Testo da analizzare
E’ lo scandalo del nostro tempo, quello di chiamare le cose con il proprio nome e di faticare per affermare qualcosa che dovrebbe essere, a ragion di logica, compreso da chiunque: l’aborto è la soppressione di una vita!
Lo grida forte in web anche un sacerdote, don Francesco Pieri, che riflette sulle vittime di Totò Riina e di Emma Bonino, che da anni sta proponendo una mentalità abortista, senza pari.
I promotori di quel pensiero si ostinano a ribadire che, fino al terzo mese, il feto è solo un grumo di cellule e non un bambino in evoluzione, come anche la scienza, la medicina, addirittura tanti studiosi atei affermano da sempre.
Ma -si sa- il mondo va alla rovescia, mente senza pudore, pur di diffondere una cultura personalistica, mentre il sacerdote viene accusato di “offendere milioni di donne”.
La società, con le sue regole egoiste, invece, deresponsabilizza madri e padri, nonché medici abortisti, trasformandoli in assassini spietati, pressoché inconsapevolmente.
Come potrà la legge sull’aborto tutelare la salute psicofisica di quelle mancate madri?
Persino Christopher Hitchen, il giornalista/sagista notoriamente dissacratorio e anticlericale, ha detto: “Chiunque abbia visto un ecografia o abbia speso un’ora su un manuale di embriologia sa che le emozioni non sono il fattore decisivo. Al fine di terminare una gravidanza, devi ridurre al silenzio un cuore che batte, spegnere un cervello che cresce e, al di là del metodo, rompere delle ossa e distruggere degli organi (…) I passi in avanti della scienza, della medicina, dell’embriologia hanno evidenziato che un feto acquisisce caratteristiche umane prima di quanto eravamo abituati a pensare”.

Materiale fornito
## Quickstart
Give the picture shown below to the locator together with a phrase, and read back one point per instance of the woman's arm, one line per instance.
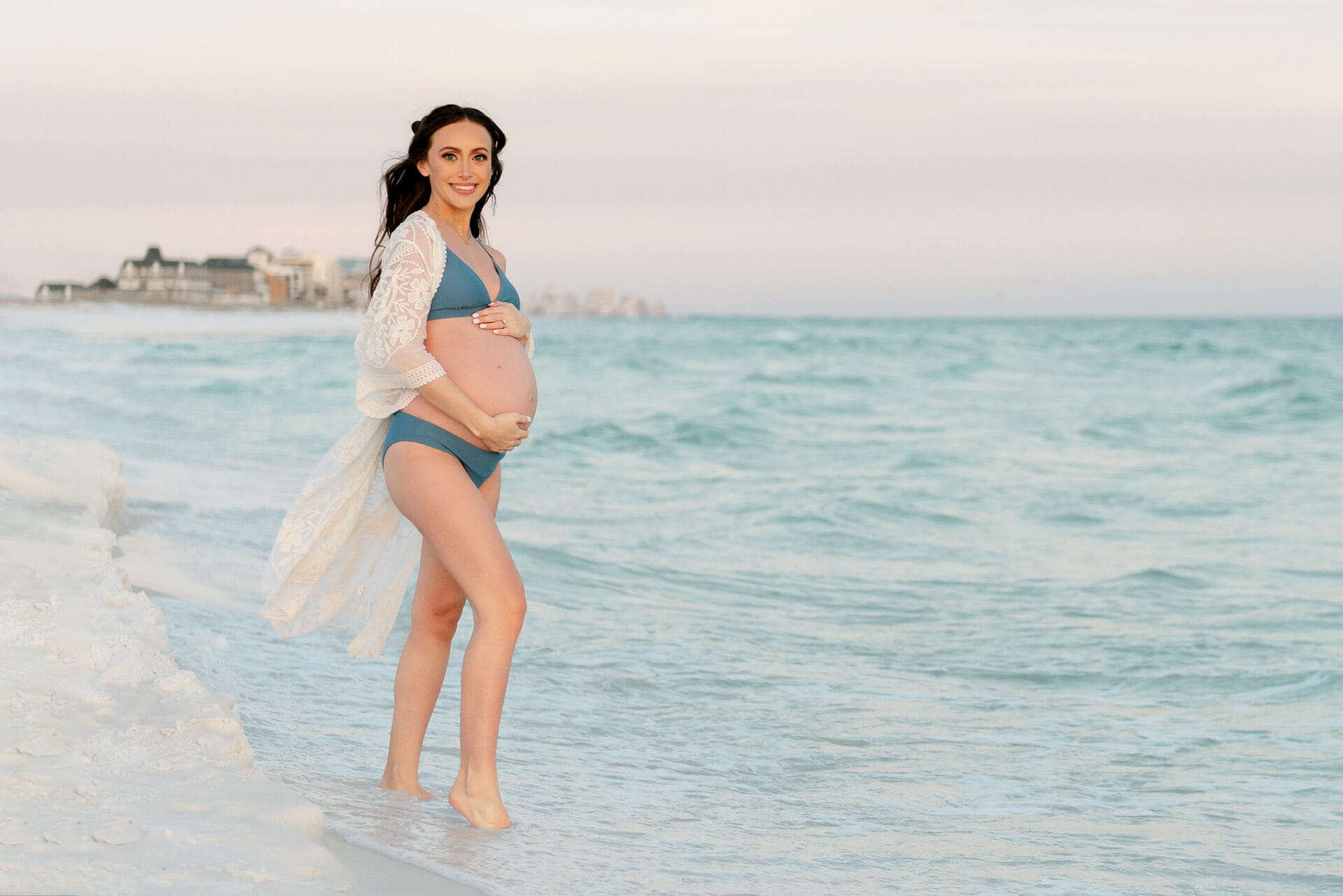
(390, 346)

Descrizione del problema
Trascrivi per intero il testo sull'aborto, senza cambiare nulla.

Compito svolto
E’ lo scandalo del nostro tempo, quello di chiamare le cose con il proprio nome e di faticare per affermare qualcosa che dovrebbe essere, a ragion di logica, compreso da chiunque: l’aborto è la soppressione di una vita!
Lo grida forte in web anche un sacerdote, don Francesco Pieri, che riflette sulle vittime di Totò Riina e di Emma Bonino, che da anni sta proponendo una mentalità abortista, senza pari.
I promotori di quel pensiero si ostinano a ribadire che, fino al terzo mese, il feto è solo un grumo di cellule e non un bambino in evoluzione, come anche la scienza, la medicina, addirittura tanti studiosi atei affermano da sempre.
Ma -si sa- il mondo va alla rovescia, mente senza pudore, pur di diffondere una cultura personalistica, mentre il sacerdote viene accusato di “offendere milioni di donne”.
La società, con le sue regole egoiste, invece, deresponsabilizza madri e padri, nonché medici abortisti, trasformandoli in assassini spietati, pressoché inconsapevolmente.
Come potrà la legge sull’aborto tutelare la salute psicofisica di quelle mancate madri?
Persino Christopher Hitchen, il giornalista/sagista notoriamente dissacratorio e anticlericale, ha detto: “Chiunque abbia visto un ecografia o abbia speso un’ora su un manuale di embriologia sa che le emozioni non sono il fattore decisivo. Al fine di terminare una gravidanza, devi ridurre al silenzio un cuore che batte, spegnere un cervello che cresce e, al di là del metodo, rompere delle ossa e distruggere degli organi (…) I passi in avanti della scienza, della medicina, dell’embriologia hanno evidenziato che un feto acquisisce caratteristiche umane prima di quanto eravamo abituati a pensare”.